[What you should do]
Your task is to give the listing below back word for word, pictures excluded.

[Data lines]
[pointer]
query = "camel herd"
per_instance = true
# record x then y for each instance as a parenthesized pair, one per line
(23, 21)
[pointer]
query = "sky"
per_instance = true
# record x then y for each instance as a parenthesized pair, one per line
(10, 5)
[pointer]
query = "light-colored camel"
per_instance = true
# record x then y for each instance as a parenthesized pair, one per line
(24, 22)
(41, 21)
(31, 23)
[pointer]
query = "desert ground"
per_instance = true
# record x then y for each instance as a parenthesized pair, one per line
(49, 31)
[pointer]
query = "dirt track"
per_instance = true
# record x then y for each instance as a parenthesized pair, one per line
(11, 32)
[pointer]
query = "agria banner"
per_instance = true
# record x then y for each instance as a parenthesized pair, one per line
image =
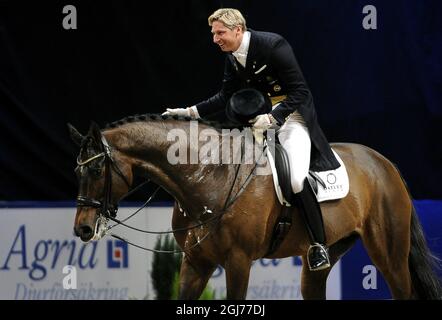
(41, 259)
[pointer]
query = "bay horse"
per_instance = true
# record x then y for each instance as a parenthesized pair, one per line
(378, 209)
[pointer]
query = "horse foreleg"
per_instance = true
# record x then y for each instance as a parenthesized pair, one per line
(193, 278)
(314, 283)
(237, 268)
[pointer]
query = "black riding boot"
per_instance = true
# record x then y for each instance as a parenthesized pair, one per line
(306, 201)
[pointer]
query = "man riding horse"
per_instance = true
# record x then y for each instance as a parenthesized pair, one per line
(265, 61)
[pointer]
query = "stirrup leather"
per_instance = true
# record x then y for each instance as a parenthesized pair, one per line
(324, 251)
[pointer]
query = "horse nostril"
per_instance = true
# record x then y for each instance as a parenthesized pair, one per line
(86, 233)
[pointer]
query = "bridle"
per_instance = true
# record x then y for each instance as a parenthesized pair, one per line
(106, 210)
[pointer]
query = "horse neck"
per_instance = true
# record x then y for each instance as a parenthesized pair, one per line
(145, 145)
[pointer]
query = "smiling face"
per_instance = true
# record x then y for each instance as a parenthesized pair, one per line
(227, 39)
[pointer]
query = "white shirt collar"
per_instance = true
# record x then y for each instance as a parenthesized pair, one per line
(241, 53)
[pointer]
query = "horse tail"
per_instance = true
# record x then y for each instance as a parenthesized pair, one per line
(422, 264)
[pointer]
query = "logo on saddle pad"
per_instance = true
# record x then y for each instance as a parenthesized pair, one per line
(333, 184)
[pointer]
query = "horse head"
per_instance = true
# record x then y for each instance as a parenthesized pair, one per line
(103, 178)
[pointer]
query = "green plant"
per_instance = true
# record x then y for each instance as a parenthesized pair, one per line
(166, 270)
(164, 267)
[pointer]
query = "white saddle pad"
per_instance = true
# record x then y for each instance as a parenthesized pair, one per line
(336, 182)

[Result of the exercise]
[pointer]
query = "camel herd"
per_instance = true
# record x then y for each instance as a parenthesized pair, one per line
(23, 21)
[pointer]
query = "sky"
per_instance = true
# record x then y for each instance as a parenthesized pair, one per line
(10, 5)
[pointer]
query = "light-colored camel"
per_instance = true
# record x then y for each instance as a parenthesized pair, one per line
(24, 22)
(41, 21)
(31, 23)
[pointer]
query = "desert ground"
per_instance = true
# record x then y for each instance as a parenthesized pair, one per line
(49, 31)
[pointer]
query = "dirt track"
per_instance = true
# record x then y for each instance as a parenthesized pair, one per line
(11, 32)
[pointer]
query = "agria banner"
per_instance = true
# record x then y for each instance as a parenthesized pair, one per line
image =
(41, 259)
[pointer]
query = "bay horse"
per_instance = true
# record x then y for each instance as a parenthesized pair, one per line
(378, 209)
[pointer]
query = "horse foreleg"
per_instance = true
# record x then y for each instance as a parenthesized pair, one per line
(193, 278)
(314, 283)
(237, 268)
[pointer]
query = "black riding boot"
per_instance = true
# record x then y for each instance as a parenthesized pair, one per line
(306, 201)
[pointer]
query = "man riding horse"
per_instance = true
# record x then y for each instance as a parenthesized pair, one per line
(265, 61)
[pointer]
query = "stirrup leather"
per_instance = true
# record x then y for each instance as a parenthesized pair, one per line
(324, 251)
[pointer]
query = "horse nostril"
per_instance = true
# record x then y for each instance as a parenthesized pair, one per line
(86, 233)
[pointer]
query = "bridle"
per_instance = true
# record x then y for each instance as a parenthesized pair, one per line
(106, 210)
[pointer]
query = "horse neck"
per_instance = true
# record x then y for each instance as a parenthesized pair, one per line
(145, 145)
[pointer]
query = "smiling face"
per_instance = true
# record x then y for each instance as a parenthesized pair, one per line
(227, 39)
[pointer]
query = "white shirt collar"
per_instance = true
# record x then y for each instance as a parenthesized pair, one per line
(241, 53)
[pointer]
query = "horse tail"
per_instance = true
# record x then y for each instance as a parenthesized pair, one per line
(422, 264)
[pointer]
query = "logo on saddle pad"
per_instance = true
# record x then y for each instance as a parenthesized pair, one per line
(333, 184)
[pointer]
query = "horse head"
per_instance = true
# record x then y for each instance as a parenthesized pair, one per line
(103, 178)
[pointer]
query = "green plant"
per_instance = true
# record x then y for each instance as a parenthesized pair, one per line
(166, 270)
(164, 267)
[pointer]
query = "white saddle pad"
per_instance = true
# record x then y for each instance as a parenthesized pair, one per line
(336, 182)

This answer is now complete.